**YOUR GOAL**
Scan the entries for the word "crackers", and copy every line where it appears.

**DATA FOR THE TASK**
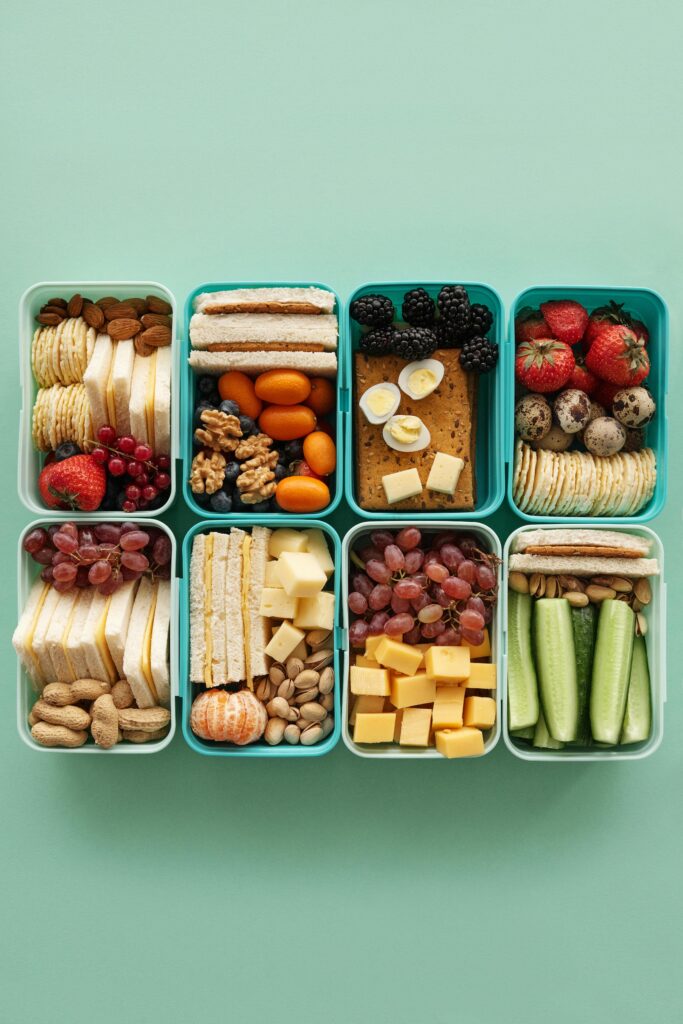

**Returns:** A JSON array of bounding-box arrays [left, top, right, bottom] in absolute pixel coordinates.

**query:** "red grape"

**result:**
[[121, 566, 142, 581], [78, 545, 99, 563], [349, 620, 369, 647], [461, 627, 485, 646], [441, 544, 464, 570], [385, 613, 414, 636], [366, 559, 392, 585], [53, 531, 78, 554], [88, 560, 112, 585], [437, 629, 462, 645], [121, 551, 149, 572], [351, 573, 373, 598], [403, 549, 424, 573], [412, 573, 428, 590], [94, 524, 121, 544], [443, 576, 471, 600], [457, 560, 477, 583], [460, 609, 485, 632], [155, 564, 171, 579], [460, 537, 479, 558], [483, 605, 493, 624], [476, 563, 497, 590], [152, 536, 172, 566], [467, 596, 486, 617], [53, 580, 75, 593], [370, 530, 393, 551], [368, 584, 392, 610], [97, 578, 120, 596], [40, 567, 54, 583], [431, 586, 452, 609], [53, 562, 77, 583], [425, 562, 448, 583], [411, 591, 432, 612], [359, 545, 383, 563], [383, 544, 405, 572], [418, 604, 443, 624], [33, 547, 55, 566], [395, 527, 421, 551], [403, 625, 422, 645], [368, 612, 390, 635], [348, 591, 368, 615], [434, 531, 456, 547], [23, 528, 48, 554], [394, 579, 422, 600], [75, 566, 90, 587], [421, 620, 446, 638], [120, 530, 150, 552], [390, 594, 410, 614]]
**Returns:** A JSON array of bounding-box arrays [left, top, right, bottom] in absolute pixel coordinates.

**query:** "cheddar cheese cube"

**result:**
[[265, 621, 306, 662], [364, 635, 383, 661], [293, 591, 335, 631], [268, 529, 308, 557], [465, 629, 491, 660], [354, 655, 376, 668], [349, 694, 385, 725], [375, 637, 423, 677], [277, 551, 327, 598], [432, 685, 466, 729], [303, 529, 334, 577], [393, 707, 404, 742], [435, 727, 485, 758], [389, 673, 436, 709], [400, 707, 432, 747], [259, 587, 298, 620], [424, 645, 470, 683], [467, 662, 497, 689], [350, 665, 390, 696], [463, 696, 496, 730], [354, 713, 396, 744]]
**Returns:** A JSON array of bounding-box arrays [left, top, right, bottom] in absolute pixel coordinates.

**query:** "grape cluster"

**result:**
[[23, 521, 172, 595], [348, 528, 499, 649], [88, 425, 171, 512]]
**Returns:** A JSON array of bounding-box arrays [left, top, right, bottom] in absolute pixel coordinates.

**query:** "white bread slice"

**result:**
[[189, 534, 206, 684], [129, 353, 152, 445], [30, 586, 61, 686], [45, 590, 79, 682], [508, 553, 659, 577], [105, 580, 138, 677], [226, 529, 246, 683], [12, 580, 51, 688], [153, 344, 172, 456], [150, 579, 171, 706], [65, 589, 94, 680], [247, 527, 271, 680], [112, 339, 135, 436], [189, 313, 338, 349], [209, 532, 229, 686], [83, 333, 114, 432], [194, 287, 335, 316], [513, 529, 650, 556], [189, 349, 337, 378], [83, 592, 118, 683], [123, 576, 158, 707]]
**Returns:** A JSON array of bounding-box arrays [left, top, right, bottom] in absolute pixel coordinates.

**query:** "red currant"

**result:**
[[155, 455, 171, 470], [90, 447, 108, 464], [122, 500, 138, 513], [97, 425, 117, 445], [108, 457, 126, 476], [134, 444, 153, 462], [136, 472, 149, 486], [118, 435, 136, 455], [127, 461, 143, 477], [154, 472, 171, 490], [125, 484, 141, 501], [142, 485, 158, 502]]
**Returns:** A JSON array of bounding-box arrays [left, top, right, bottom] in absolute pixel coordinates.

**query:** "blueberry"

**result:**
[[224, 462, 240, 485], [197, 375, 217, 397], [231, 493, 247, 511], [239, 415, 257, 437], [209, 491, 232, 513], [194, 491, 210, 506], [194, 400, 214, 428], [54, 442, 82, 462], [274, 464, 288, 482], [250, 500, 271, 513], [283, 440, 304, 463], [220, 399, 240, 417]]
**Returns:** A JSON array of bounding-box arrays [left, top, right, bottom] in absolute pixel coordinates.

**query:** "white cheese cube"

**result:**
[[293, 591, 335, 631], [303, 529, 334, 577], [426, 452, 464, 495], [276, 551, 327, 598], [265, 621, 306, 662], [259, 588, 298, 620], [382, 468, 423, 504], [264, 561, 283, 588], [268, 529, 307, 558]]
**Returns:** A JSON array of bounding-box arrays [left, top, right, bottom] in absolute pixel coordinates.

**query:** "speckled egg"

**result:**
[[586, 400, 606, 425], [515, 394, 552, 442], [553, 389, 592, 433], [612, 387, 656, 428], [583, 416, 627, 457], [532, 423, 574, 452], [623, 427, 645, 453]]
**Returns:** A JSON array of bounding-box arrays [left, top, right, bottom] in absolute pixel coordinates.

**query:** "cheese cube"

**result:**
[[354, 655, 376, 668], [400, 707, 432, 746], [467, 662, 497, 689], [303, 529, 334, 576], [354, 713, 396, 744], [265, 621, 306, 662], [432, 685, 466, 729], [389, 673, 436, 709], [393, 707, 404, 742], [268, 529, 307, 557], [259, 587, 298, 620], [264, 561, 283, 588], [350, 665, 390, 696], [364, 635, 383, 661], [277, 551, 326, 598], [465, 629, 491, 660], [426, 452, 464, 495], [382, 468, 423, 504], [463, 696, 496, 729], [425, 645, 470, 683], [349, 694, 385, 725], [375, 637, 423, 677], [293, 591, 335, 631], [435, 727, 485, 758]]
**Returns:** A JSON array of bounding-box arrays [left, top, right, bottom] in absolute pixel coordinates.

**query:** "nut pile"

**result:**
[[29, 678, 171, 748], [258, 632, 334, 746], [36, 293, 172, 356], [509, 571, 651, 634]]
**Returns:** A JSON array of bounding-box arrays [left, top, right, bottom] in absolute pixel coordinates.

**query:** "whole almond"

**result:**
[[139, 325, 171, 347], [67, 294, 84, 317], [83, 302, 105, 330], [96, 296, 118, 310], [141, 312, 171, 329], [40, 304, 67, 318], [47, 297, 67, 309], [108, 318, 142, 340], [37, 312, 63, 326], [105, 302, 139, 321], [146, 294, 172, 315], [134, 337, 155, 356], [124, 297, 147, 314]]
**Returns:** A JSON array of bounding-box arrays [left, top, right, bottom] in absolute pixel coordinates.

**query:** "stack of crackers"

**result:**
[[32, 384, 92, 451], [31, 319, 96, 452], [513, 440, 656, 517]]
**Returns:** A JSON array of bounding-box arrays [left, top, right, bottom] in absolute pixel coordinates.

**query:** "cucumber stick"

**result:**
[[533, 599, 578, 742], [507, 591, 539, 731], [570, 605, 596, 746], [510, 725, 535, 740], [533, 708, 564, 750], [590, 600, 635, 745], [620, 634, 652, 744]]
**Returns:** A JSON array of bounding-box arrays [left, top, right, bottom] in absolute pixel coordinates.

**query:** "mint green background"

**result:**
[[2, 1, 682, 1021]]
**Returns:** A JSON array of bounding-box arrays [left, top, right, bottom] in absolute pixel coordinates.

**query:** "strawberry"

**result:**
[[515, 338, 575, 393], [632, 318, 649, 344], [515, 307, 550, 343], [593, 379, 622, 410], [539, 299, 588, 345], [567, 359, 598, 396], [585, 324, 650, 387], [584, 301, 649, 350], [38, 454, 106, 511]]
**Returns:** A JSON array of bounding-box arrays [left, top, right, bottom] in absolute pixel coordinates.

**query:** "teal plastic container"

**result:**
[[507, 286, 668, 523], [179, 517, 341, 757], [344, 281, 506, 520], [181, 282, 344, 519]]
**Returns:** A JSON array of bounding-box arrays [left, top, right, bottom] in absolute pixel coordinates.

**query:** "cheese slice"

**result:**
[[112, 339, 135, 436], [145, 349, 158, 451], [153, 345, 171, 455], [150, 579, 171, 706], [12, 580, 51, 688], [45, 590, 79, 683], [31, 586, 61, 685], [123, 577, 158, 707], [140, 583, 159, 705], [104, 580, 138, 677], [105, 341, 117, 430], [65, 589, 94, 680], [129, 353, 152, 444], [84, 592, 118, 683]]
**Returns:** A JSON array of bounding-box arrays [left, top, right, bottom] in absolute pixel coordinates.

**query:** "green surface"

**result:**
[[2, 1, 682, 1021]]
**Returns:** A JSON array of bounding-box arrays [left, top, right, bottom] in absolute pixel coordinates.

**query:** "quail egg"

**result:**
[[398, 358, 444, 400], [359, 382, 401, 425], [553, 389, 592, 434], [612, 387, 656, 428], [515, 394, 552, 442], [531, 424, 574, 452], [583, 416, 626, 457], [382, 415, 431, 452]]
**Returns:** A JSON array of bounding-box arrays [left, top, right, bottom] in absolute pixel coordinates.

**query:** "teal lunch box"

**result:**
[[506, 286, 668, 523], [344, 281, 506, 521], [181, 282, 344, 519], [179, 517, 342, 757]]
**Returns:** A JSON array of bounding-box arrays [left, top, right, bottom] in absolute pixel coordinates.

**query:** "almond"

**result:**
[[37, 312, 63, 326], [83, 302, 105, 330], [124, 297, 147, 314], [95, 296, 117, 310], [39, 305, 67, 319], [134, 337, 155, 356], [67, 293, 84, 317], [141, 312, 171, 329], [104, 302, 139, 321], [47, 297, 67, 309], [146, 294, 172, 315], [138, 325, 171, 348], [107, 318, 142, 340]]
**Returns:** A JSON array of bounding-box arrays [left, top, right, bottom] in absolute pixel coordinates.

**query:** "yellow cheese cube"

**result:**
[[400, 707, 432, 746], [293, 591, 335, 631], [277, 551, 327, 598], [375, 637, 423, 677], [389, 673, 436, 709], [424, 645, 470, 683], [259, 587, 298, 620], [264, 561, 283, 588], [265, 621, 306, 662], [393, 707, 404, 742], [354, 655, 376, 668], [432, 685, 466, 729], [350, 665, 390, 696], [303, 529, 334, 576], [435, 727, 485, 758], [364, 635, 383, 661], [467, 662, 497, 689], [268, 529, 307, 557], [465, 629, 491, 660], [382, 467, 423, 504], [463, 696, 496, 729], [349, 694, 385, 725], [354, 713, 396, 744]]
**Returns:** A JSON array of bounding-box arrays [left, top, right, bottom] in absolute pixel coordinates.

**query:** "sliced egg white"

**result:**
[[359, 382, 401, 425], [398, 358, 444, 400], [382, 416, 431, 453]]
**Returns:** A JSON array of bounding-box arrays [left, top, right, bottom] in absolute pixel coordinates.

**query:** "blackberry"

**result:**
[[469, 303, 494, 337], [359, 326, 397, 356], [434, 318, 458, 348], [401, 288, 435, 327], [437, 285, 472, 340], [350, 293, 395, 328], [392, 327, 437, 361], [459, 336, 499, 374]]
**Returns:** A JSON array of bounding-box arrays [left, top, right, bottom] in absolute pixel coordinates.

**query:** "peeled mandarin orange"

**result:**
[[303, 431, 336, 476], [275, 476, 330, 513], [258, 404, 317, 441], [254, 369, 311, 405], [218, 371, 262, 419], [305, 377, 335, 416]]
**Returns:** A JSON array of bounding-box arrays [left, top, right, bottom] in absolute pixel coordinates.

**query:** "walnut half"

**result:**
[[190, 450, 226, 494], [194, 410, 243, 453]]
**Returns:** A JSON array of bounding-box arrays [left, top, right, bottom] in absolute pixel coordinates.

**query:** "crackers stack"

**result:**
[[32, 384, 92, 452]]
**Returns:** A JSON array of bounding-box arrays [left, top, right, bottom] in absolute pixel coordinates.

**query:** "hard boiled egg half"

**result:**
[[398, 358, 444, 400], [359, 382, 401, 424], [382, 415, 431, 452]]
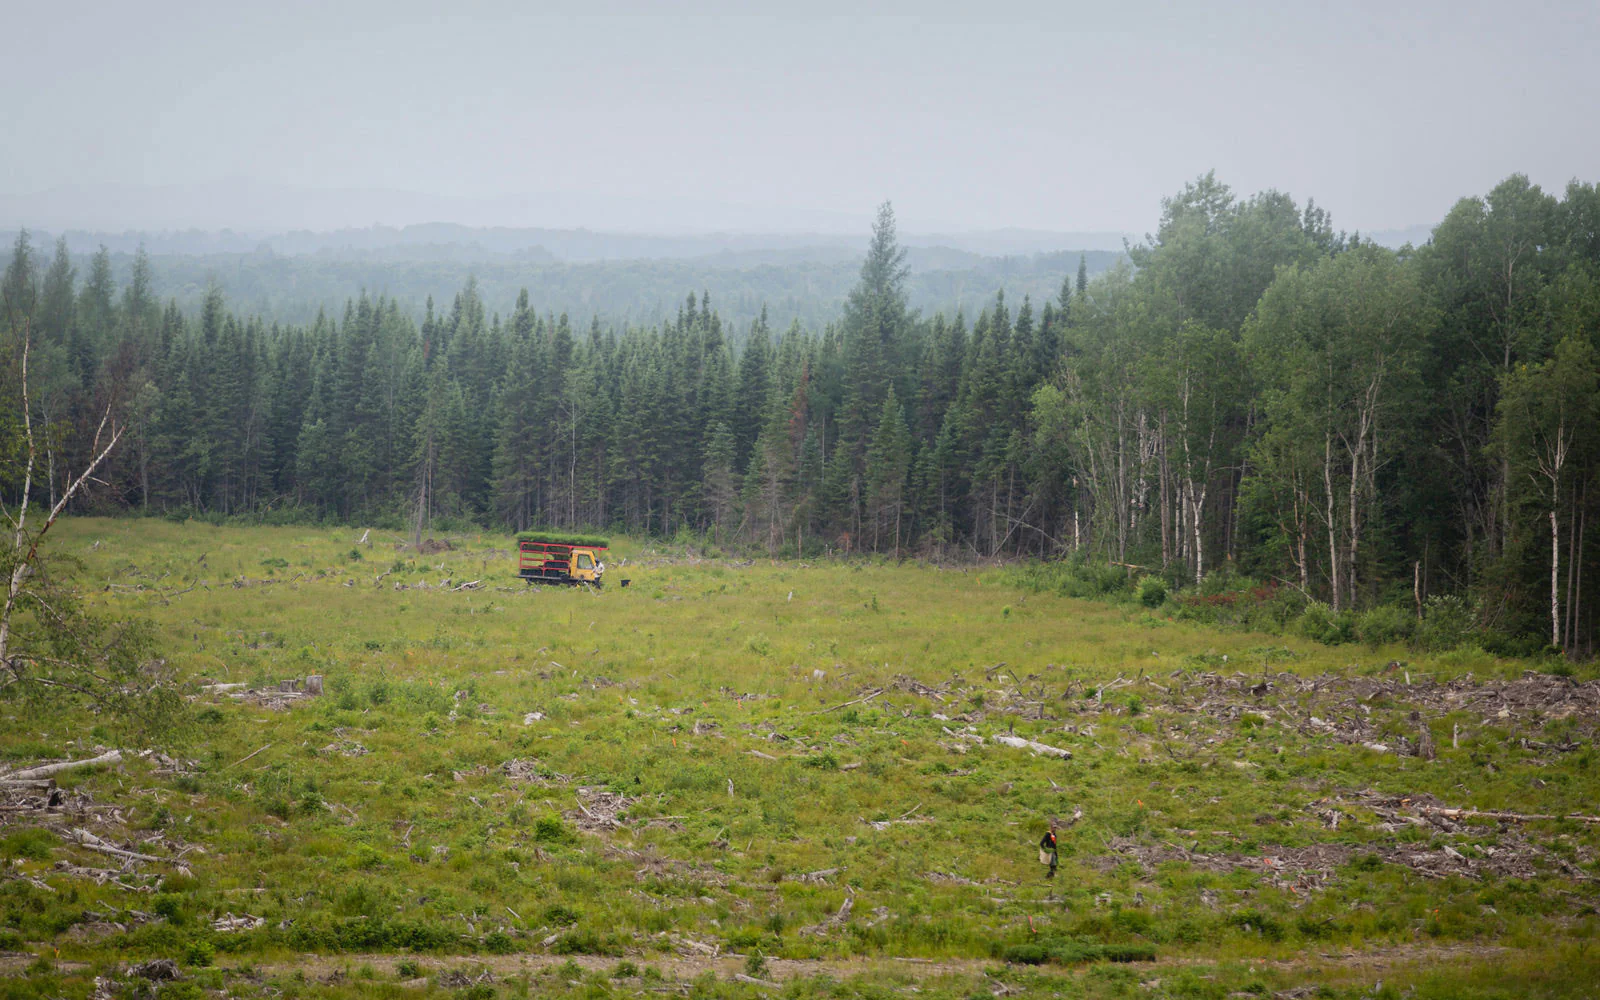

**REPLY**
**query:** "stack of crackers"
**query:** "crackers stack"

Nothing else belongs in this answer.